What the task requires:
Only the lines from the one containing "Wildlife-tally tagging: find every instance of the pale" through the end of the material are to be echoed, each exactly as it appears.

Records for processing:
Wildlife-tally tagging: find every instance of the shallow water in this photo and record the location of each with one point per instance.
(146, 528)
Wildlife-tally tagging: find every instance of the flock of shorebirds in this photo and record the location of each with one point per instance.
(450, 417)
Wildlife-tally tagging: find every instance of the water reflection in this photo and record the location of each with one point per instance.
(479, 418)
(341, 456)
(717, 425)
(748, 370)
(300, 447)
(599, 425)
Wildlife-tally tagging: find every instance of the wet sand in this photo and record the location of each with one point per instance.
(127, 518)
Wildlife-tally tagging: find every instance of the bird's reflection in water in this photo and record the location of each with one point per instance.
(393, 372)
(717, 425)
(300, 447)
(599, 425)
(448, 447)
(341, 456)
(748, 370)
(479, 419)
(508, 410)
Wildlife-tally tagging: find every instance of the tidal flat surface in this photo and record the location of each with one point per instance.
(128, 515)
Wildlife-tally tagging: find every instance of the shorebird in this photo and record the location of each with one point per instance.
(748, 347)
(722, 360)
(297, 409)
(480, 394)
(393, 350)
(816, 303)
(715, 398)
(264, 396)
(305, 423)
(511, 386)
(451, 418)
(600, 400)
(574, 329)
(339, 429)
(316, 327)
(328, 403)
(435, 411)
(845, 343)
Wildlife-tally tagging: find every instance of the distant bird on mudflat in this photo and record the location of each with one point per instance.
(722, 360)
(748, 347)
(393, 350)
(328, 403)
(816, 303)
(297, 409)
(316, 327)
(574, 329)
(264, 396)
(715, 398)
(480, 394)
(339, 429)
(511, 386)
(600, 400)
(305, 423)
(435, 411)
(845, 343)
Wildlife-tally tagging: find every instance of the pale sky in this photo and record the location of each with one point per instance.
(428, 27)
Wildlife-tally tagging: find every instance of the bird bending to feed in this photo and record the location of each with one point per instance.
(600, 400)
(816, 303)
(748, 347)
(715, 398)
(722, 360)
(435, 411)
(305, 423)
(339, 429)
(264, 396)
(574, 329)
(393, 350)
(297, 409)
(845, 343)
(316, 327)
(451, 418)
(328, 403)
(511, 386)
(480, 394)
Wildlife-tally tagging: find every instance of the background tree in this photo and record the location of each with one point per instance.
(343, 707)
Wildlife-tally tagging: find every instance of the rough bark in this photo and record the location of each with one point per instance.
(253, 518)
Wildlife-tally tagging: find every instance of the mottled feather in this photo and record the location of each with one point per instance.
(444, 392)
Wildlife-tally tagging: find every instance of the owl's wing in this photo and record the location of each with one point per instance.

Exercise output:
Wildlife-tally tagging: find every instance of the pale sky in this photo and record the location of each with one point per instance.
(428, 27)
Wildlife-tally tagging: find every instance of the bird bending to feed in this photo and record the location of each with one point per instance.
(600, 400)
(816, 303)
(748, 347)
(715, 398)
(722, 360)
(435, 411)
(305, 423)
(339, 429)
(264, 396)
(574, 329)
(393, 350)
(297, 409)
(845, 343)
(316, 327)
(451, 418)
(328, 403)
(511, 386)
(480, 394)
Wildlife-tally tagging: find every instance of the background tree in this photo and record the location of each with one point per instance.
(343, 707)
Wildlife-tally tagging: find every instance of the rough bark in this photo and record the location of each with one point per instance.
(253, 518)
Wildlife-tally tagging: find every instance of the mottled feather in this photo and record the location of each with one point per instance.
(444, 392)
Wildlife-tally tagging: find every instance of the owl's wing in this photo and record the location of each with one point per instance.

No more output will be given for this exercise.